# [What is being asked]
Answer these about the page on generated columns:
(a) What does the page say these columns can do, besides making a query simpler?
(b) What name does the page give to the SQL in parentheses?
(c) Which attribute must a generated column use for Spanner to allow it?

Create and manage generated columns

A generated column is a column that is always computed from other columns in a row. These columns can make a query simpler, save the cost of evaluating an expression at query time, and can be indexed or used as a foreign key. In this article, we'll describe how to manage this column type in your database.

Add a generated column to a new table

In the following CREATE TABLE snippet, we create a table to store information about users. We have columns for FirstName and LastName and define a generated column for FullName, which is the concatenation of FirstName and LastName

GoogleSQL

CREATE TABLE Users (
Id STRING(20) NOT NULL,
FirstName STRING(50),
LastName STRING(50),
Age INT64 NOT NULL,
FullName STRING(100) AS (ARRAY_TO_STRING([FirstName, LastName], " ")) STORED,
) PRIMARY KEY (Id);

PostgreSQL

CREATE TABLE users (
id VARCHAR(20) NOT NULL,
firstname VARCHAR(50),
lastname VARCHAR(50),
age BIGINT NOT NULL,
fullname VARCHAR(100) GENERATED ALWAYS AS (firstname || ' ' || lastname) STORED,
PRIMARY KEY(id)
);

The value of FullName is computed when a new row is inserted or when FirstName and/or LastName is updated for an existing row. The computed value is stored along with other columns from the table. The SQL in parentheses is called the generation expression.

  • expression can be any valid SQL expression that's assignable to the column data type with the following restrictions.

  • The STORED attribute that follows the expression stores the result of the expression along with other columns of the table. Subsequent updates to any of the referenced columns cause Spanner to re-evaluate and store the expression.

  • Spanner doesn't allow generated columns unless they use the STORED attribute.

  • Direct writes to generated columns aren't allowed.

  • Column option allow_commit_timestamp isn't allowed on generated columns or any columns that generated columns reference.

  • You can't change the data type of a generated column, or of any columns the generated column references.

  • You can't drop a column a generated column references.

# [Stored data]
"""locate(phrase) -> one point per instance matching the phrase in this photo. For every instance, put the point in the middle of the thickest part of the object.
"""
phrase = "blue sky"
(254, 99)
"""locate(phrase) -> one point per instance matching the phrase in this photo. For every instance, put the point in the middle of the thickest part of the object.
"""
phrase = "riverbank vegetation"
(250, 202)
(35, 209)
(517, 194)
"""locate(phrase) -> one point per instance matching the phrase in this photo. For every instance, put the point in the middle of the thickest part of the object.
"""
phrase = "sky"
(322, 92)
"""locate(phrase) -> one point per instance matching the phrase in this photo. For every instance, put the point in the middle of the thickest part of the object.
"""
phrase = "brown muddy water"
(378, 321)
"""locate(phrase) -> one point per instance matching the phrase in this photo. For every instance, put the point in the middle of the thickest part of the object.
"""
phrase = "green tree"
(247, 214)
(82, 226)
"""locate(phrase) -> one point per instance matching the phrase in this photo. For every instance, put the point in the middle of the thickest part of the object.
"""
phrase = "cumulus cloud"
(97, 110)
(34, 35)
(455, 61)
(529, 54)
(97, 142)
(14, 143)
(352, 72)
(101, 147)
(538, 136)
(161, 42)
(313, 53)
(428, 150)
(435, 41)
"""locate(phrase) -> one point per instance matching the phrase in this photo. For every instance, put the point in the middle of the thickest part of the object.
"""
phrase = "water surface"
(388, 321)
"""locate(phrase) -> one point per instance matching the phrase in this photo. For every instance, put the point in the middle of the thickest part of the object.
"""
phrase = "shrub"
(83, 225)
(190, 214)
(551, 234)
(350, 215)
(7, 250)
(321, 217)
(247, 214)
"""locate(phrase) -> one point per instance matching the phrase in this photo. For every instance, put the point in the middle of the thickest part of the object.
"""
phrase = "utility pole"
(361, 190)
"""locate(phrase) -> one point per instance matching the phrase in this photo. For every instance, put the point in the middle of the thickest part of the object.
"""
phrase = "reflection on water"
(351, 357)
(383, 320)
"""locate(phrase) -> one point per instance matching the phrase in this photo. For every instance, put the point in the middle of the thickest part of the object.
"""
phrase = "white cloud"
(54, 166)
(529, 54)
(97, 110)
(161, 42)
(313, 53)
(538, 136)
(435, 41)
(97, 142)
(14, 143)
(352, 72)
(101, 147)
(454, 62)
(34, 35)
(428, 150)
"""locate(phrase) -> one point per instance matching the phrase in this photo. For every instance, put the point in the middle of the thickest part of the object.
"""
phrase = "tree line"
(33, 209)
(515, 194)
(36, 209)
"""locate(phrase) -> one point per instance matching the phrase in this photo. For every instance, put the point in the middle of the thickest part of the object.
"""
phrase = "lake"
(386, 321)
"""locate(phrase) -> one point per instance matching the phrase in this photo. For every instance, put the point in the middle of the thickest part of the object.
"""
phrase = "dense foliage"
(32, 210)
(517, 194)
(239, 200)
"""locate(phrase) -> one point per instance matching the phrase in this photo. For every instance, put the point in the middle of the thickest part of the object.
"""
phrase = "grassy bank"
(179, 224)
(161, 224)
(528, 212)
...
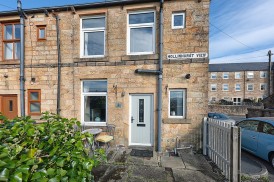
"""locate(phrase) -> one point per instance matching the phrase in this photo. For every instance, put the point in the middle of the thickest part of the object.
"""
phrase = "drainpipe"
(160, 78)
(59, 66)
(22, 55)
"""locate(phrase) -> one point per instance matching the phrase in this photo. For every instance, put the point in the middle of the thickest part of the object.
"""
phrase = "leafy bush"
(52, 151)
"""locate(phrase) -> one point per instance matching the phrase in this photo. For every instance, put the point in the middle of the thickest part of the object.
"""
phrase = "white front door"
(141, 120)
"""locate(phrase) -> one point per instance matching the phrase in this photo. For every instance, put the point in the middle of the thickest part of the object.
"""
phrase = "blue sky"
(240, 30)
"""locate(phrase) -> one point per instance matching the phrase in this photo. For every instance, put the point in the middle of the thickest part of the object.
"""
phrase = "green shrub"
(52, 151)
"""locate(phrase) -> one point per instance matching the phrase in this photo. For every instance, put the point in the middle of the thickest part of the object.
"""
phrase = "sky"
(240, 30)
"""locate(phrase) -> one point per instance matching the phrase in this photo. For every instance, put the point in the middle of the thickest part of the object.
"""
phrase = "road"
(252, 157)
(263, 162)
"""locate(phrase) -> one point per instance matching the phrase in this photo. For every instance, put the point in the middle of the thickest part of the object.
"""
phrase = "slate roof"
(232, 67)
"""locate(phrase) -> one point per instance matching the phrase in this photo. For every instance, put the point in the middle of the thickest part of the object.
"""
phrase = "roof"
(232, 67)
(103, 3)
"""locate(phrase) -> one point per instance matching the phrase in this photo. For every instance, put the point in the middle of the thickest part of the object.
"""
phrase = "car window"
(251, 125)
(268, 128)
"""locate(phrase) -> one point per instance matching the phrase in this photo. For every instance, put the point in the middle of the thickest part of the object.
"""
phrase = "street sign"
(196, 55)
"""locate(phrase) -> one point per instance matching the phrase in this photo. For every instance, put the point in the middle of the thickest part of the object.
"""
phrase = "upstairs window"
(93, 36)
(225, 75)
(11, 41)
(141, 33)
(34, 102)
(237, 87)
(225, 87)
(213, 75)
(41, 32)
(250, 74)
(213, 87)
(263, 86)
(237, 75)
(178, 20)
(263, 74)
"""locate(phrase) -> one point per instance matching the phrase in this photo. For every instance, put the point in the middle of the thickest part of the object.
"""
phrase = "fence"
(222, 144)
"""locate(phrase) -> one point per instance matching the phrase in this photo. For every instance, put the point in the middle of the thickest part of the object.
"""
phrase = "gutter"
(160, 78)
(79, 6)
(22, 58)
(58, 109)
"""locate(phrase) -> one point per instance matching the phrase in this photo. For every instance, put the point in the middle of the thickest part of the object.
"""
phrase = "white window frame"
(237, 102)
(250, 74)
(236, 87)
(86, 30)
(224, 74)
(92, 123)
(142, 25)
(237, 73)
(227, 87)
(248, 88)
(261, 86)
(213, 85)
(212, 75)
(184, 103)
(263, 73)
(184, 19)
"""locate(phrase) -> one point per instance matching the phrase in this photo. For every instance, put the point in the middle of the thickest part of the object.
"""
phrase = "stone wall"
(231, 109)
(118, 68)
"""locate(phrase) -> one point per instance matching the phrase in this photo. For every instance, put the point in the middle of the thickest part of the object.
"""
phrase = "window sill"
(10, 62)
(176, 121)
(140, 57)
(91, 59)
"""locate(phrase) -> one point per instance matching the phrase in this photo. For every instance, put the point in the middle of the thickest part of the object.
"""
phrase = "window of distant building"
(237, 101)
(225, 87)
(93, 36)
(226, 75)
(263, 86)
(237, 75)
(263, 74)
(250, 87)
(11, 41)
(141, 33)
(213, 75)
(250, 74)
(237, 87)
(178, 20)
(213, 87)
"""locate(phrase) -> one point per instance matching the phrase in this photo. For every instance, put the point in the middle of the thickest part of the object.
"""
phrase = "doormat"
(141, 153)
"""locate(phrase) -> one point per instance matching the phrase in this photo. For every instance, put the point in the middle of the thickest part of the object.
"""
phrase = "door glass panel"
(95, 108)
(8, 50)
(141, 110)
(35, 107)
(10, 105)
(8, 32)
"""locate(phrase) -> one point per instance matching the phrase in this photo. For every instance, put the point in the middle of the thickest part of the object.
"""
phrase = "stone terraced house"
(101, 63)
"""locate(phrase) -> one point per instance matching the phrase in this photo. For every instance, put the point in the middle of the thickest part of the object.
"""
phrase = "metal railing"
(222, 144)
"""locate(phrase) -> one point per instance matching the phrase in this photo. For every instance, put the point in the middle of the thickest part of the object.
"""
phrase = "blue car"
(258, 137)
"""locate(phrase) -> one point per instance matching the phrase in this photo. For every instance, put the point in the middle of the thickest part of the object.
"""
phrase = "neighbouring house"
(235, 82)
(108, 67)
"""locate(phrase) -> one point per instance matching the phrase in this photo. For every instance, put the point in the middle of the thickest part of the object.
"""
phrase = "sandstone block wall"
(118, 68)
* * *
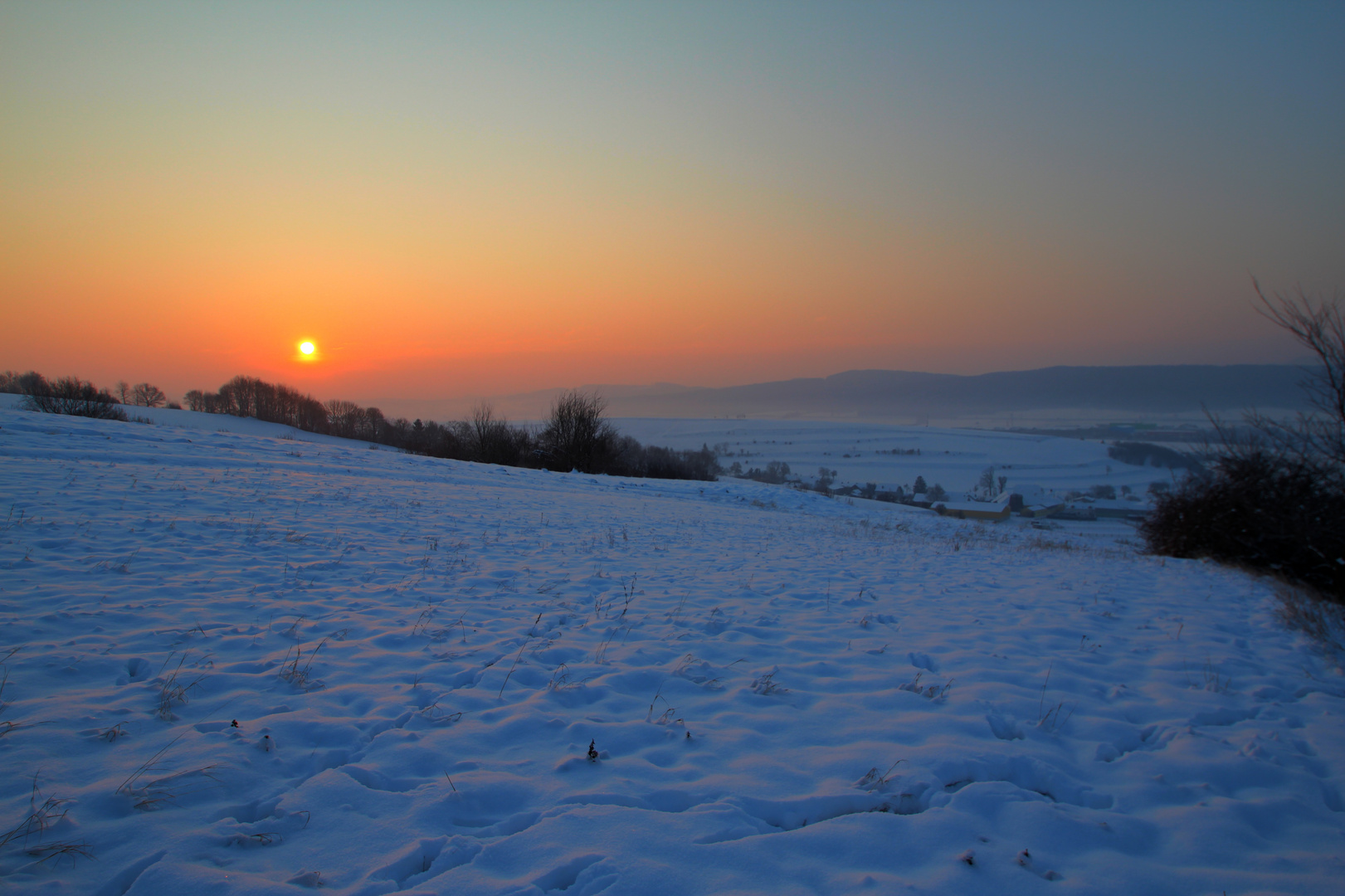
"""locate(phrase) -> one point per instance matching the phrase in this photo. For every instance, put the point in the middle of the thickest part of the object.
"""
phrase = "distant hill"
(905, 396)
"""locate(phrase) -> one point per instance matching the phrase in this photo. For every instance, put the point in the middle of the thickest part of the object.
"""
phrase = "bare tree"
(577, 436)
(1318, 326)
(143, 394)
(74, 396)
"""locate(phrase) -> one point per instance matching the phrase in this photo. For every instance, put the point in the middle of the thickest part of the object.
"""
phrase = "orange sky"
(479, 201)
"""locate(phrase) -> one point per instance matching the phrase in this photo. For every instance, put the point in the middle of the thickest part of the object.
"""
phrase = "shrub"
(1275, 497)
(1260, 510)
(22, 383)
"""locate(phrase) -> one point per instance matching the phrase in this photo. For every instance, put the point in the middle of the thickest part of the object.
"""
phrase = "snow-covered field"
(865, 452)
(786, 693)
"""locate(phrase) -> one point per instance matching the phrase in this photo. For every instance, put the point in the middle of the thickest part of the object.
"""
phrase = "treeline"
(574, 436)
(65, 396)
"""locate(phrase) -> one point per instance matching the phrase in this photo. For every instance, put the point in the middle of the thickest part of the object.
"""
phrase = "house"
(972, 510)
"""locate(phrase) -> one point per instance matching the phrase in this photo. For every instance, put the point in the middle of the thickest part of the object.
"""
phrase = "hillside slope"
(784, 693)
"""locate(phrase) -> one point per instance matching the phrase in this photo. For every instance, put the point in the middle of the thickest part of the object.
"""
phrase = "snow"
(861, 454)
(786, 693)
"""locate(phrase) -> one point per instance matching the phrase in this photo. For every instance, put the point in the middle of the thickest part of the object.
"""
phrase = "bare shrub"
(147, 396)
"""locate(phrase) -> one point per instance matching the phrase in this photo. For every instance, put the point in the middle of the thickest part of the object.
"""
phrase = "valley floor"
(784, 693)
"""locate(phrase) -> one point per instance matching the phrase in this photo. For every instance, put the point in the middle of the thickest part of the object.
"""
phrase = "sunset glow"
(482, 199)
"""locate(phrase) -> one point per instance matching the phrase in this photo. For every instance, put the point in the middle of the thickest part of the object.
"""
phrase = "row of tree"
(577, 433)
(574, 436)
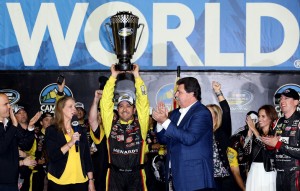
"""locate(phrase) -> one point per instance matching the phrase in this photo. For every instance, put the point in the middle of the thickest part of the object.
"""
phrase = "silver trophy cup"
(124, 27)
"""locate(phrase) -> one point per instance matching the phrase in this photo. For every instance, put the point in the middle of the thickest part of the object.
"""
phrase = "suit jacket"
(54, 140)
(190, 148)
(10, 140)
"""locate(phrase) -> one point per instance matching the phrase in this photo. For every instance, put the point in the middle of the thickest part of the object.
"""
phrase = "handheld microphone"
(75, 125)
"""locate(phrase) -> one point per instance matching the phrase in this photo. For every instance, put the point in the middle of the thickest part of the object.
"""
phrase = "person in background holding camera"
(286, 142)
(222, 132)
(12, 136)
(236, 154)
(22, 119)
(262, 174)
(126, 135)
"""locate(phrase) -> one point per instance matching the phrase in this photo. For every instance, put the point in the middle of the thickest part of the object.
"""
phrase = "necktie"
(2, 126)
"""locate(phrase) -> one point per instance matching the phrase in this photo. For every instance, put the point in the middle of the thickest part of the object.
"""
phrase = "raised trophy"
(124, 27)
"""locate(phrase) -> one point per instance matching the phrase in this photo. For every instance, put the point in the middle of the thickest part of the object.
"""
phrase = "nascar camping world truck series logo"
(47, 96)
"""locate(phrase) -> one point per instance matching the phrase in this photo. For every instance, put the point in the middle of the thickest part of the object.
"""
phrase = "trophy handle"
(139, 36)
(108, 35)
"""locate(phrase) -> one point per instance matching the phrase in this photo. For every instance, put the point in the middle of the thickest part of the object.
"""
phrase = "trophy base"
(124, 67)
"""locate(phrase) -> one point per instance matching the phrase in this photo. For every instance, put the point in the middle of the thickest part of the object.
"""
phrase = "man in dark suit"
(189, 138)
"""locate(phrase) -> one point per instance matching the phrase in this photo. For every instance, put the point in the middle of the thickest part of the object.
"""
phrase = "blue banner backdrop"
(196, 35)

# [Reply to the exercise]
(a) They can save the cost of evaluating an expression at query time, and they can be indexed or used as a foreign key.
(b) The generation expression.
(c) The STORED attribute.